*** Source records ***
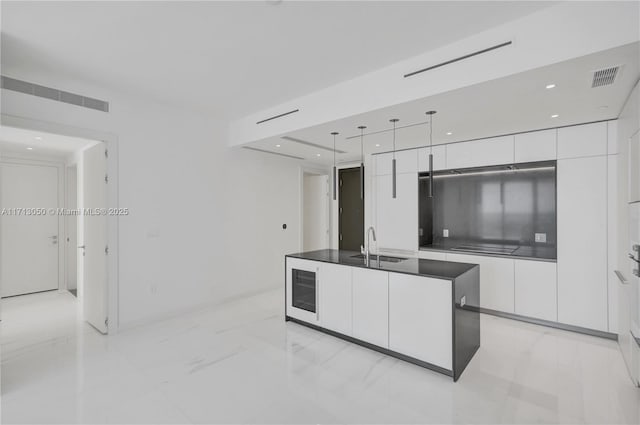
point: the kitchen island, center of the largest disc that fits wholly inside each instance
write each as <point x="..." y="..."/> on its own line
<point x="412" y="309"/>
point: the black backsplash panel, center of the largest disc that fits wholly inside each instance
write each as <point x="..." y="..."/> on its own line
<point x="492" y="205"/>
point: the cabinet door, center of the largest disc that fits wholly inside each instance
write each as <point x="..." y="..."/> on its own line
<point x="536" y="289"/>
<point x="432" y="255"/>
<point x="371" y="306"/>
<point x="582" y="242"/>
<point x="397" y="219"/>
<point x="335" y="298"/>
<point x="535" y="146"/>
<point x="406" y="162"/>
<point x="496" y="280"/>
<point x="494" y="151"/>
<point x="439" y="158"/>
<point x="634" y="168"/>
<point x="582" y="140"/>
<point x="420" y="318"/>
*** End of Source records ***
• **The problem**
Give back one number only: the count of lines in the entries that hold the string "instance".

• **Response to the exercise**
3